TASK INPUTS:

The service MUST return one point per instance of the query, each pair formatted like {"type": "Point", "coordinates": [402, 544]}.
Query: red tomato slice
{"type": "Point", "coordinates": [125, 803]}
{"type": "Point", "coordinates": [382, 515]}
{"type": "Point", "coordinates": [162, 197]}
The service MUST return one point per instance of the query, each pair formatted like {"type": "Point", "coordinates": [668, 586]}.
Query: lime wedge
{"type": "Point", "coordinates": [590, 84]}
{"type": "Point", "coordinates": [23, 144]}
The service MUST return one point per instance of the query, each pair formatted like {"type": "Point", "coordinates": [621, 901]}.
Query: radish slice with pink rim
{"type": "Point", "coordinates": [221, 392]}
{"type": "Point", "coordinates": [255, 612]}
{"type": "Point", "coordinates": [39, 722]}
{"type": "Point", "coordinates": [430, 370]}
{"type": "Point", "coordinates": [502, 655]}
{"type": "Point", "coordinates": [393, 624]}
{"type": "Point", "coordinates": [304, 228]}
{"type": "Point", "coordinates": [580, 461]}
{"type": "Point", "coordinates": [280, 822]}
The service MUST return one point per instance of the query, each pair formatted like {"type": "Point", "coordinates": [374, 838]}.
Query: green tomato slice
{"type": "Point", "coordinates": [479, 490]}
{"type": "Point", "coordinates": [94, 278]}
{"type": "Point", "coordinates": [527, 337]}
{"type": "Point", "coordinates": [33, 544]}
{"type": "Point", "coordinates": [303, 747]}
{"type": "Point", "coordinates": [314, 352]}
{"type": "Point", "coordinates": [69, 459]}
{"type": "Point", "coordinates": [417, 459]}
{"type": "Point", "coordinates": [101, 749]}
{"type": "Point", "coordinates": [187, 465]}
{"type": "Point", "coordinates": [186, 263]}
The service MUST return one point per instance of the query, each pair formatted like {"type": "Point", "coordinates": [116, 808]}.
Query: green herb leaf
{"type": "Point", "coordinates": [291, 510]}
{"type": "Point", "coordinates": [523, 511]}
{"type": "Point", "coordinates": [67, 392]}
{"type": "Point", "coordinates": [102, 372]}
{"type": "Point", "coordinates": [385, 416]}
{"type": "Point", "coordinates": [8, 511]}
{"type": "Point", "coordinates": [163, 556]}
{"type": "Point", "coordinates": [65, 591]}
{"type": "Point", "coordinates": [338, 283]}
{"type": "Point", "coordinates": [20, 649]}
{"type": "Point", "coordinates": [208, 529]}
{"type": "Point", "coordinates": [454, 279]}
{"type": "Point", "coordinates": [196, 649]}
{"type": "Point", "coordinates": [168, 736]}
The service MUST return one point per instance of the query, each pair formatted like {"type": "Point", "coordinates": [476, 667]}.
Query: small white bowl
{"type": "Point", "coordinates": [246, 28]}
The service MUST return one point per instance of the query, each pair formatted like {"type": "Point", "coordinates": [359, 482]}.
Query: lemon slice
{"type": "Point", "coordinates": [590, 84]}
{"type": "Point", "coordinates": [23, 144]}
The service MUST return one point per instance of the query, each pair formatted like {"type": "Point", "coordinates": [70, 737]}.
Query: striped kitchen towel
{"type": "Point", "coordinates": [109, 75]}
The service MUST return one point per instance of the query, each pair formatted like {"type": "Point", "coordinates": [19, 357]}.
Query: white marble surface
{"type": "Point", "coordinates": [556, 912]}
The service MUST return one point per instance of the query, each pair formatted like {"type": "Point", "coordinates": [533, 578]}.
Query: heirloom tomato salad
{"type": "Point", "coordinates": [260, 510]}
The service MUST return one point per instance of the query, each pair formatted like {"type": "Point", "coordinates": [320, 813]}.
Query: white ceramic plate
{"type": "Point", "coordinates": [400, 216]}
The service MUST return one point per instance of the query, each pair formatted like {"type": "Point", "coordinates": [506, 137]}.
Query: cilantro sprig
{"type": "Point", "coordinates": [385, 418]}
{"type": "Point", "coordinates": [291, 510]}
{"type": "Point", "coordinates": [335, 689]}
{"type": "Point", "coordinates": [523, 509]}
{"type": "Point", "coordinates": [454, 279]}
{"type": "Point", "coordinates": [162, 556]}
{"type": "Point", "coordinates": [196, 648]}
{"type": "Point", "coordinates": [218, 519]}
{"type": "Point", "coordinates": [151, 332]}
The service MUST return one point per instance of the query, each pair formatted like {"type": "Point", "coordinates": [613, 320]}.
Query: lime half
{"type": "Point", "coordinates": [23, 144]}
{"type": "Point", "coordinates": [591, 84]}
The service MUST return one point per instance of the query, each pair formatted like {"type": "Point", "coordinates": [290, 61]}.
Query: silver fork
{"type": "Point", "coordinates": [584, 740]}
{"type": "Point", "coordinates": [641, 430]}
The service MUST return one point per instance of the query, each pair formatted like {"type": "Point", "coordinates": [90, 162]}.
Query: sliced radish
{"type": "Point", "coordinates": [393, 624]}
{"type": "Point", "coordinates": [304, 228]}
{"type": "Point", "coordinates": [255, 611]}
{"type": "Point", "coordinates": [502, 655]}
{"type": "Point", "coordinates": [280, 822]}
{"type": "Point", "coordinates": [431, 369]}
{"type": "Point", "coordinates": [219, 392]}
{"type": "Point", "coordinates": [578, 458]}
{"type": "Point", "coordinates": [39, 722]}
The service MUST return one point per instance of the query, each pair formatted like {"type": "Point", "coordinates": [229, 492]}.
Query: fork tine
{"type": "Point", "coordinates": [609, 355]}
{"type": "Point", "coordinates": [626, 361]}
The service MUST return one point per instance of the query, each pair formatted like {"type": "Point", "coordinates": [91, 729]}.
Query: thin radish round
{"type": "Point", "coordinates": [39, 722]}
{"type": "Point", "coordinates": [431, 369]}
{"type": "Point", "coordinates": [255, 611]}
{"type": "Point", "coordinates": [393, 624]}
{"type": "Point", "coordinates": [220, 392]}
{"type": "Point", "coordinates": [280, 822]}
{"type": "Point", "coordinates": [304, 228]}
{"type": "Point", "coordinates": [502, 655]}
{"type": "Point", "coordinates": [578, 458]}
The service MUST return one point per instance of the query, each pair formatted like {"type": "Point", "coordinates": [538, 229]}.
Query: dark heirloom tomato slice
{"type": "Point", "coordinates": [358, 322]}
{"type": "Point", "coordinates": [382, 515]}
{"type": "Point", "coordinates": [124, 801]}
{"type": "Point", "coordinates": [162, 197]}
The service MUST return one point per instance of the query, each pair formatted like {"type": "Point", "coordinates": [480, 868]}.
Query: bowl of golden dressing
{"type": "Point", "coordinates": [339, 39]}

WHAT IS ASKED:
Please collect every line of the material above that contains the word "radish", and copy each one in full. Case counts.

TASK SOLUTION:
Query: radish slice with pink rim
Query: sliced radish
Query: thin radish round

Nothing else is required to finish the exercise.